▶ **Text for analysis**:
····················

A new study indicates that major components of the animal nervous system are found in marine algae and play important roles in cellular communication.
Multicellular organisms have developed many mechanisms to allow communication between individual cells. In animals, the amino acid glutamate acts as a neurotransmitter, allowing the transfer of information between neurons in the brain. Sensing of extracellular glutamate also plays an essential signalling role in plants, allowing long-range detection of wounding. Glutamate signalling therefore plays a key role in cell-cell communication in these multicellular organisms. However, we do not know how these highly complex signalling networks evolved, as the roles of glutamate signalling in unicellular eukaryotes remain largely unexplored.
New research at the MBA, Glutamate as an extracellular signalling molecule in unicellular protists has provided major insight into the evolutionary origins of cellular communication. Research led by MBA PhD student Ellie Murphy demonstrated that unicellular algae also possess sophisticated mechanisms for communication between cells. The research identified that many unicellular algae possess ionotropic glutamate receptors, the proteins found in animal neurons that play such a critical role in neurobiology. Using pioneering molecular biology tools, the MBA team was able to demonstrate that glutamate induces rapid signalling responses in diatoms, an important group of marine algae.
The findings indicate an ancestral and widespread role for sensing extracellular glutamate amongst unicellular eukaryote organisms. These mechanisms likely represent the evolutionary precursor to the sophisticated signalling mechanisms found in multicellular organisms and underpin animal neurobiology.
In a further twist, the work has provided unexpected insight into the toxins produced by harmful algal blooms. Several diatom species produce domoic acid which is poisonous to animals because it interferes with glutamate receptors. The new research by the MBA shows that domoic acid can also interfere with glutamate signalling in non-harmful diatoms, suggesting that domoic acid production might also have an important role in disrupting marine microbial interactions.
Our understanding of cell-cell communication in unicellular organisms remains in its infancy. Glutamate is the most abundant amino acid in many eukaryote cells and so the ability to detect glutamate may have emerged in unicellular organisms as a mechanism to sense wounding of neighbouring cells. The next stage of the research will be to uncover these cellular roles in diverse marine phytoplankton.
The MBA was recently awarded a major research grant from the Leverhulme Trust to support this research. Postdoctoral Research Associate Dr Lucy Gorman will lead the next phase of this exciting research project.

····················

(Referring expression pointing data)
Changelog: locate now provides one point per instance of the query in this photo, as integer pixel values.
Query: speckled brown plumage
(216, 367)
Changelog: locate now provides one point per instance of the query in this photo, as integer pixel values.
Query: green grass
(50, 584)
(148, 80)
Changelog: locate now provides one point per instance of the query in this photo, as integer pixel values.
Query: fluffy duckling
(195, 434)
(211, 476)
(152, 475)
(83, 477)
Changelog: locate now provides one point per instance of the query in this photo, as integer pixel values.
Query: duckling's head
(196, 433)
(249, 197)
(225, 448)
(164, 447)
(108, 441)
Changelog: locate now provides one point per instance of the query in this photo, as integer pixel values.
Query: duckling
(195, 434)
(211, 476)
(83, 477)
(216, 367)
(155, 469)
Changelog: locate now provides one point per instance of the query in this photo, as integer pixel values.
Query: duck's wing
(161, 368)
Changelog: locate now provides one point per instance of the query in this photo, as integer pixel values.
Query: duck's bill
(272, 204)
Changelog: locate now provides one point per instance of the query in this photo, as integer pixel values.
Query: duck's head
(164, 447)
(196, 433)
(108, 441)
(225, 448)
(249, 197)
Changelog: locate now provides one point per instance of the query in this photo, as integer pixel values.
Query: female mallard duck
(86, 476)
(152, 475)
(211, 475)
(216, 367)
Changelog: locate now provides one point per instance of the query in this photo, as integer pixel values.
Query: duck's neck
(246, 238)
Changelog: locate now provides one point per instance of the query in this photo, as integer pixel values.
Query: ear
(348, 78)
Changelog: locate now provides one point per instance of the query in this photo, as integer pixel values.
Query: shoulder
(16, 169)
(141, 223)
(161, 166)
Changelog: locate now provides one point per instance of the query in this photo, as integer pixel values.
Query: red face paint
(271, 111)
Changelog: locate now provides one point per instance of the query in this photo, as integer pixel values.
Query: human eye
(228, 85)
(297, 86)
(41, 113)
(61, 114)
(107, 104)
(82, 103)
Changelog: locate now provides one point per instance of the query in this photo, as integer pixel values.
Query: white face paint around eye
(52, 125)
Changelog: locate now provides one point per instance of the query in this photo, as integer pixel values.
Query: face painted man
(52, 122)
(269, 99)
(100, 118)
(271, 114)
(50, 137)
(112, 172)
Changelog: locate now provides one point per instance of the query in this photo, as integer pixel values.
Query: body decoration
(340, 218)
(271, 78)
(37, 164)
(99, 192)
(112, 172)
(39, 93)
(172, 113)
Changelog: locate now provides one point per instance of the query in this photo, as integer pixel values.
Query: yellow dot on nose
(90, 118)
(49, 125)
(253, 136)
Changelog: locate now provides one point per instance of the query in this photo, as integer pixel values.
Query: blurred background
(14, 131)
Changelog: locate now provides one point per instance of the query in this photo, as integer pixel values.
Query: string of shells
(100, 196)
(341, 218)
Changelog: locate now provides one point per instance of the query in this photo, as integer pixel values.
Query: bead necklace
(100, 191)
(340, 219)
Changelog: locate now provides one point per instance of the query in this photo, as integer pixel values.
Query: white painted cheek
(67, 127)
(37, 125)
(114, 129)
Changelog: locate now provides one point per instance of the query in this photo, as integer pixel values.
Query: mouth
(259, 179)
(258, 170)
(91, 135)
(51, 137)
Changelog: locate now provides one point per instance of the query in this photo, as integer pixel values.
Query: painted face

····················

▶ **What is needed**:
Answer these questions about the article on glutamate signaling in algae:
1. What does glutamate act as in animals?
2. Who led the research on unicellular algae?
3. Which organization awarded the MBA a research grant to support this work?

▶ **Answer to the exercise**:
1. A neurotransmitter, allowing the transfer of information between neurons in the brain.
2. MBA PhD student Ellie Murphy.
3. The Leverhulme Trust.